En los hogares de miles de hogares yucatecos, la voz que más se escucha no proviene de un discurso político ni de una promesa electoral, sino del eco de una transferencia bancaria: las remesas. Estas remesas —el fruto del esfuerzo silencioso de los migrantes yucatecos en Estados Unidos— han sostenido por décadas a comunidades enteras, financiado la educación de los hijos, la atención médica de los padres, y levantado viviendas que las políticas públicas nunca construyeron.
Según datos del Banco de México, en 2024 Yucatán recibió más de 350 millones de dólares en remesas, una cifra modesta en comparación con estados como Michoacán o Jalisco, pero vital para una economía regional aún marcada por la desigualdad y las oportunidades limitadas. En muchos municipios del interior del estado, las remesas no son solo un complemento: son la fuente principal de ingresos.
Quien manda dinero desde el norte no es, como algunos discursos oficiales quisieran hacer ver, un evasor fiscal o un sospechoso. Es un yucateco o yucateca que trabaja largas jornadas en los campos de California, en la construcción de Texas o en los restaurantes de Chicago. En muchos casos, migraron sin documentos, empujados por la falta de oportunidades, el rezago social y la marginación de sus comunidades de origen.
----
■ **Trabajo requerido**:
Responde sí o no a si cada afirmación concuerda con el texto sobre las remesas en Yucatán, y cita literalmente las palabras del texto que lo deciden.
1. En 2024 Yucatán recibió más remesas que Michoacán.
2. En muchos municipios del interior de Yucatán, las remesas son la principal fuente de ingresos.
3. Algunos migrantes yucatecos trabajan en restaurantes de Chicago.

Entradas de datos guardados:
----
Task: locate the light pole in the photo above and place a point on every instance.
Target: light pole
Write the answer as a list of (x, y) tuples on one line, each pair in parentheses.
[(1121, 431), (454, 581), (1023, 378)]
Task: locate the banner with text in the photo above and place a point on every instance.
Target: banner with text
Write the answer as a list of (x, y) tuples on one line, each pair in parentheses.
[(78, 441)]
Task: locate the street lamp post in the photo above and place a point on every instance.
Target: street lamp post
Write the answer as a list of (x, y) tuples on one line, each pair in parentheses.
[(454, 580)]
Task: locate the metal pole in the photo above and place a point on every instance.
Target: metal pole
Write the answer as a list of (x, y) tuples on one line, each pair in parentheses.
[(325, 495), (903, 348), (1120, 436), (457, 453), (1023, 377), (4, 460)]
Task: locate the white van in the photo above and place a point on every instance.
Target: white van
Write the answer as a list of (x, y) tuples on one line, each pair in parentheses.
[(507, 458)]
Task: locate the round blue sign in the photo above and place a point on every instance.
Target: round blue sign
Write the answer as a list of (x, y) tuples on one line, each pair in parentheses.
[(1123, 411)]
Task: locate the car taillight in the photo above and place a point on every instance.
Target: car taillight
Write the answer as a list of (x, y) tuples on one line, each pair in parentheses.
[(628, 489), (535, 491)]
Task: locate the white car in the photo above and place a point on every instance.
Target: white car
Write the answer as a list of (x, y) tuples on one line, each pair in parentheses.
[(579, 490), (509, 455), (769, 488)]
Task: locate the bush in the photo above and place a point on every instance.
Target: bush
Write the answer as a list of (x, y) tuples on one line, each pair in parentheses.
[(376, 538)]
----
■ **Resultado de la tarea**:
1. No: «una cifra modesta en comparación con estados como Michoacán o Jalisco».
2. Sí: «En muchos municipios del interior del estado, las remesas no son solo un complemento: son la fuente principal de ingresos».
3. Sí: «en los restaurantes de Chicago».